→ **What you need to do**:
Write the next part of the server management documentation below, continuing right after its last sentence.

→ **Text provided**:
== == ==

Encrypted credentials
api_token, gateway_secret, ssh_password, and ssh_key are all stored in EncryptedCharField / EncryptedTextField (Fernet) on the ManagedServer model. They are never returned by the API. The has_ssh_credentials boolean is the only credential-derived field in the public serializer.
Audit trail
Every meaningful state change is recorded through log_event(...) with a stable action code and a metadata payload. The AuditLog table is hash-chained and protected by BEFORE UPDATE OR DELETE triggers so audit records cannot be silently tampered with.
Troubleshooting
"Server 'X' is currently OFFLINE. Transfers are only allowed to ONLINE nodes."
The connected server is registered but the health probe has not received a non-5xx response recently. Run POST /servers/{id}/health_check/ and watch for which candidate URL succeeds. The most common causes are a wrong public IP, a firewall blocking port 8090, or the WireGuard mesh not yet converged.
Mesh deploy fails with "WireGuard kernel module is not loaded on the host VPS"
The remote kernel does not have the wireguard module. SSH into the host, run sudo modprobe wireguard, and re-queue the mesh deploy. On hosts without DKMS, the module is provided by the kernel itself on most Ubuntu LTS images; on custom kernels, install wireguard-dkms and reboot.
Token auto-exchange fails with 401 / 403
The remote rejected the bootstrap. Verify that gateway_secret on the source matches GATEWAY_SECRET on the target. If the remote uses credential exchange, ensure ALLOW_REMOTE_PASSWORD_EXCHANGE=1 on the target and that the SSH password is the admin password.
"Provisioning FAILED — INSTALLATION FAILED"
The remote installer exited non-zero. Open provision_logs for the full stdout. Common causes: an unsupported Linux distribution, no Docker installable, no apt-get or yum present, or insufficient RAM. Re-run with retry-provision after fixing the underlying issue — the script is idempotent.

== == ==

→ **Excerpted data**:
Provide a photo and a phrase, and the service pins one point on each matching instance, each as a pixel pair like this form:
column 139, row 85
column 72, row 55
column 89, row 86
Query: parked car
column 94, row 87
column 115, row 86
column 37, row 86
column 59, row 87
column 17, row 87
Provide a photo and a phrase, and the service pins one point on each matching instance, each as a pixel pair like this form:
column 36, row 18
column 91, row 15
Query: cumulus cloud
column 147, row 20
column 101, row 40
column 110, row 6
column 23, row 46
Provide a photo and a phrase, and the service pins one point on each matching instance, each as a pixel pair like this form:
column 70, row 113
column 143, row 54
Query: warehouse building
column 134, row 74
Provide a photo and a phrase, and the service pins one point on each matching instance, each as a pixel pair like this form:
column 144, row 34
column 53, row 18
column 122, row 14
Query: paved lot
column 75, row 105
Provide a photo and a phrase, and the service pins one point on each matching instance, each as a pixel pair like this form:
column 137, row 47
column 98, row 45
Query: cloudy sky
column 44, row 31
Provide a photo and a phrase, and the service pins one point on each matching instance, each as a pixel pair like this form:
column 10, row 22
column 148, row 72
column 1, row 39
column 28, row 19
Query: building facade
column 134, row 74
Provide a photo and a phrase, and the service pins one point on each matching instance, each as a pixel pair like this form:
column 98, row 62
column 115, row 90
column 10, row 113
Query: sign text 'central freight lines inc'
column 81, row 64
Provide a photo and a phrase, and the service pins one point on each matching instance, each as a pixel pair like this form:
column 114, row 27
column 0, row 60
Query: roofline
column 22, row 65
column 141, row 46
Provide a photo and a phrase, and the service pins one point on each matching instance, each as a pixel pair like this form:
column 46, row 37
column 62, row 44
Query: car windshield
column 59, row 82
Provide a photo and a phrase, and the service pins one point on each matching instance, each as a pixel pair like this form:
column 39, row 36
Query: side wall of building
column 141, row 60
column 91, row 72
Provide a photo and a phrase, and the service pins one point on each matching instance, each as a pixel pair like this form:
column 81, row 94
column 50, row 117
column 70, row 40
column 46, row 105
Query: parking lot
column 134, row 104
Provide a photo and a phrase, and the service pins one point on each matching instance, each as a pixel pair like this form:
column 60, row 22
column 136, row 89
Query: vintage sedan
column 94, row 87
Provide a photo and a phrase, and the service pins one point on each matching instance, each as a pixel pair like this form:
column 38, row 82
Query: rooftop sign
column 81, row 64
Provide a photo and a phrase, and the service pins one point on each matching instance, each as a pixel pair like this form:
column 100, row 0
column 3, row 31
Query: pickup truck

== == ==

→ **Answer for this exercise**:
Self-heal never converges
MAX_HEAL_ATTEMPTS=5 triggers after the fifth attempt. The orchestrator returns next_action=ESCALATE_TO_AI. If the platform intelligence is configured, the AI Senate analyzes the diagnostic context and proposes commands. Otherwise the heal log is the only artifact — open it from the heal endpoint and address the root cause manually.
A remote node is "ONLINE" but the proxy returns remote_unreachable
The health probe found a working base URL, but the proxy candidate-URL rotation tried a different URL and the remote is no longer answering. The proxy falls through the candidate list with multiple auth modes (token, then HMAC, then none) and surfaces remote_unreachable=true with the upstream error. Usually transient — re-run the call.
Domain aggregation truncates at 50 pages
The full-follower implementation paginates through /api/v1/services/ with a hard cap of 50 pages. A node with more than 50 pages of services (≥500 services at the default page size) will not have all of its domains listed. Use the per-service /services/ endpoint for exhaustive listings, or the master DB directly for Lite Agents.